- GIVEN ENTRIES
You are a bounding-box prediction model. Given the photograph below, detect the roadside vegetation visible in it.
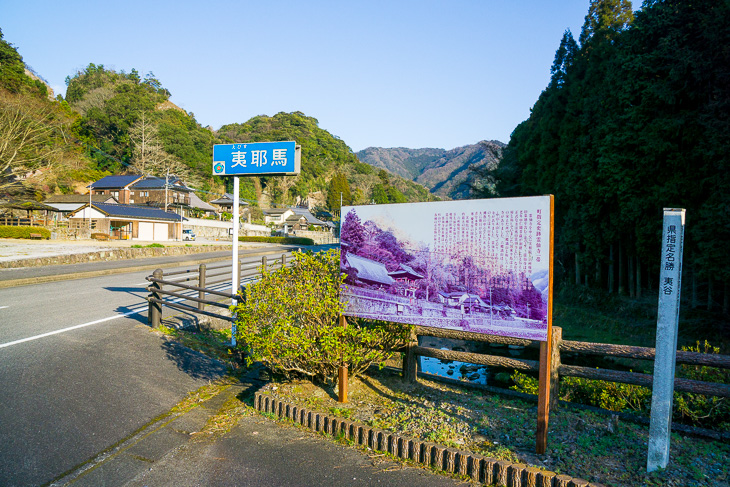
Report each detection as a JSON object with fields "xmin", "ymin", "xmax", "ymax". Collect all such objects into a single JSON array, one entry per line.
[
  {"xmin": 0, "ymin": 225, "xmax": 50, "ymax": 239},
  {"xmin": 152, "ymin": 248, "xmax": 729, "ymax": 486}
]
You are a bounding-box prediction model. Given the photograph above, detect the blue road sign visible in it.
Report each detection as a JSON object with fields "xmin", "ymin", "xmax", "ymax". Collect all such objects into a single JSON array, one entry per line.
[{"xmin": 212, "ymin": 141, "xmax": 300, "ymax": 176}]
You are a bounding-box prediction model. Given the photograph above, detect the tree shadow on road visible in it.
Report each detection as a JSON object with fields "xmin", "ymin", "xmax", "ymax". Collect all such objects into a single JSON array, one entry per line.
[{"xmin": 158, "ymin": 338, "xmax": 228, "ymax": 381}]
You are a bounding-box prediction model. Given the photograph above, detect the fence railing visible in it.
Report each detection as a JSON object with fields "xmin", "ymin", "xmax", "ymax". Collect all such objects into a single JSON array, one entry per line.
[
  {"xmin": 402, "ymin": 326, "xmax": 730, "ymax": 406},
  {"xmin": 146, "ymin": 251, "xmax": 294, "ymax": 326}
]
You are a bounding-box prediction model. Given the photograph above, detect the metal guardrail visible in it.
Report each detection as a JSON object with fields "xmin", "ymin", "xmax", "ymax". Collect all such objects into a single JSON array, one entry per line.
[{"xmin": 146, "ymin": 251, "xmax": 295, "ymax": 326}]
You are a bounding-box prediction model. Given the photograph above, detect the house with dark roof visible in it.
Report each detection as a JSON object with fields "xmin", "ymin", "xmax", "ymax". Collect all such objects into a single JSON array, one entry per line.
[
  {"xmin": 88, "ymin": 175, "xmax": 144, "ymax": 204},
  {"xmin": 67, "ymin": 203, "xmax": 185, "ymax": 241},
  {"xmin": 88, "ymin": 175, "xmax": 194, "ymax": 213},
  {"xmin": 210, "ymin": 193, "xmax": 249, "ymax": 214},
  {"xmin": 129, "ymin": 176, "xmax": 193, "ymax": 208}
]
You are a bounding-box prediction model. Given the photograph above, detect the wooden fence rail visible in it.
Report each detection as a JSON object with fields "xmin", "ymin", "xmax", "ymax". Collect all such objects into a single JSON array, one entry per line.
[
  {"xmin": 403, "ymin": 325, "xmax": 730, "ymax": 401},
  {"xmin": 146, "ymin": 252, "xmax": 294, "ymax": 326}
]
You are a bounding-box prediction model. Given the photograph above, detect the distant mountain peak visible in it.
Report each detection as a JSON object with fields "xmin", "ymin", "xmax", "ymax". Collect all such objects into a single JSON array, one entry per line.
[{"xmin": 356, "ymin": 140, "xmax": 504, "ymax": 199}]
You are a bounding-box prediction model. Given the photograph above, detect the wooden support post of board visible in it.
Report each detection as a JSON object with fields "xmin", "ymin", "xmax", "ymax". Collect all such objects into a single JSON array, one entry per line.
[
  {"xmin": 536, "ymin": 193, "xmax": 555, "ymax": 454},
  {"xmin": 403, "ymin": 327, "xmax": 418, "ymax": 383},
  {"xmin": 536, "ymin": 334, "xmax": 551, "ymax": 454},
  {"xmin": 338, "ymin": 315, "xmax": 348, "ymax": 403},
  {"xmin": 550, "ymin": 326, "xmax": 562, "ymax": 410}
]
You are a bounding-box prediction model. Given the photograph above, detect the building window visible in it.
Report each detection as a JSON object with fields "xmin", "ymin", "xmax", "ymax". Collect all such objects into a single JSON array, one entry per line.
[{"xmin": 130, "ymin": 199, "xmax": 134, "ymax": 204}]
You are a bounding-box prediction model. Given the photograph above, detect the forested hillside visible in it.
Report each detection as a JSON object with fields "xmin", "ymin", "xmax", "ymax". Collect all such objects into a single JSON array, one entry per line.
[
  {"xmin": 64, "ymin": 64, "xmax": 223, "ymax": 195},
  {"xmin": 357, "ymin": 140, "xmax": 503, "ymax": 200},
  {"xmin": 219, "ymin": 113, "xmax": 437, "ymax": 209},
  {"xmin": 479, "ymin": 0, "xmax": 730, "ymax": 312},
  {"xmin": 0, "ymin": 31, "xmax": 435, "ymax": 211},
  {"xmin": 0, "ymin": 28, "xmax": 88, "ymax": 199}
]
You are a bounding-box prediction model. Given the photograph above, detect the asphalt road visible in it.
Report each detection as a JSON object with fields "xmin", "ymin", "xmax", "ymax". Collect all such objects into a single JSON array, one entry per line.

- INSTRUCTIONS TO FOLLOW
From the first line to the last, print the records exactly; leave out the pictures.

- PROBLEM SOLUTION
You are a bounding-box prediction model. Given the photograph below, detect the roadside vegetation visible in it.
Report each detection as a JSON object with fields "xmin", "ymin", "xmax", "ymax". Collect all such objects into a single JSON array, one entry per line.
[
  {"xmin": 0, "ymin": 225, "xmax": 50, "ymax": 239},
  {"xmin": 152, "ymin": 248, "xmax": 729, "ymax": 486}
]
You are a bounding-box prediction model. Given the photograph above, detect the blue road sign visible in it.
Report each detection as a JSON object with fields "xmin", "ymin", "xmax", "ymax". Collect all such objects into a single JSON array, one entry per line.
[{"xmin": 212, "ymin": 141, "xmax": 300, "ymax": 176}]
You are a bounding-box prediction model. Given the photograph above, detect the tree shadow on road visible in it.
Report each detection as a JSON object with fields "xmin", "ymin", "xmax", "ymax". Collect all such objects into a single JSON array, one entry per line.
[{"xmin": 158, "ymin": 338, "xmax": 228, "ymax": 381}]
You are a bounding-box prediction model. Given the photograph above, detect the fence railing visible in it.
Report each detection as a JSON object with fields "xmin", "ymin", "xmax", "ymax". Collect all such objects into a single JSON array, one entry per line.
[
  {"xmin": 402, "ymin": 326, "xmax": 730, "ymax": 406},
  {"xmin": 146, "ymin": 251, "xmax": 294, "ymax": 326}
]
You are a bounding-box prediction model. Given the photograph above, detect the metal guardrail visible in it.
Report each detection as a JSON object with fields "xmin", "ymin", "xmax", "ymax". Collect all such objects into a single JSON array, one entry per line.
[{"xmin": 146, "ymin": 251, "xmax": 295, "ymax": 326}]
You are a bounding-box prediction model. Given the photograph above, detect the house with dark roof visible in it.
Report each detection as a JSON object with fields "xmin", "ymin", "xmax", "ymax". Collect all such objects into a single JSON array, one entry per line.
[
  {"xmin": 88, "ymin": 175, "xmax": 144, "ymax": 204},
  {"xmin": 67, "ymin": 203, "xmax": 185, "ymax": 241},
  {"xmin": 88, "ymin": 175, "xmax": 194, "ymax": 213},
  {"xmin": 210, "ymin": 193, "xmax": 249, "ymax": 214},
  {"xmin": 129, "ymin": 176, "xmax": 193, "ymax": 208}
]
You are a bounding-box prediction model. Given the photograph above, detect the wooden fence rail visible in it.
Report each detection as a JSON object with fields "xmin", "ymin", "xmax", "ymax". Collect all such objects into a single JSON array, one entry per line.
[
  {"xmin": 403, "ymin": 325, "xmax": 730, "ymax": 401},
  {"xmin": 146, "ymin": 252, "xmax": 294, "ymax": 326}
]
You are a bounding-box prediction model. Given the photograph above, detect the distant mountain peak visible in it.
Report each detection as a JSON object with fields "xmin", "ymin", "xmax", "ymax". Collect all such objects into a single JSON array, one entry per line.
[{"xmin": 356, "ymin": 140, "xmax": 504, "ymax": 199}]
You are a bounding-box prediction model. Given the photograph above, detect the wooden support post of board visible in it.
Report each detection as a JSON object with fields "xmin", "ymin", "xmax", "ymax". Collect all such objects into a single JSON array, one entry per line.
[
  {"xmin": 536, "ymin": 193, "xmax": 555, "ymax": 454},
  {"xmin": 403, "ymin": 327, "xmax": 418, "ymax": 383},
  {"xmin": 536, "ymin": 334, "xmax": 551, "ymax": 454},
  {"xmin": 338, "ymin": 315, "xmax": 348, "ymax": 403},
  {"xmin": 550, "ymin": 326, "xmax": 562, "ymax": 410}
]
You are a bounding-box prediction model. Given the photograph above, detect the building window visible in it.
Report each detection as a JSON object with fields "xmin", "ymin", "xmax", "ymax". Collect all such objects into a single JSON array, one entry per line.
[{"xmin": 130, "ymin": 199, "xmax": 134, "ymax": 204}]
You are a bounding-box prediction model. Given the photograph above, detect the forested hillside visible in it.
Report each detection as a JSON object with fields "xmin", "ymin", "xmax", "ymax". Collect all such objects into a single JSON array, one entry per line.
[
  {"xmin": 64, "ymin": 64, "xmax": 223, "ymax": 195},
  {"xmin": 357, "ymin": 140, "xmax": 503, "ymax": 200},
  {"xmin": 219, "ymin": 113, "xmax": 437, "ymax": 209},
  {"xmin": 479, "ymin": 0, "xmax": 730, "ymax": 312},
  {"xmin": 0, "ymin": 31, "xmax": 435, "ymax": 211},
  {"xmin": 0, "ymin": 28, "xmax": 88, "ymax": 199}
]
You are a bounding-box prediction model. Given the photograph above, detect the asphalt road visible in it.
Report each detection as a JSON object with fields "xmin", "ymin", "xmax", "ymax". Collect all such objects into a single JSON array, one entry per line.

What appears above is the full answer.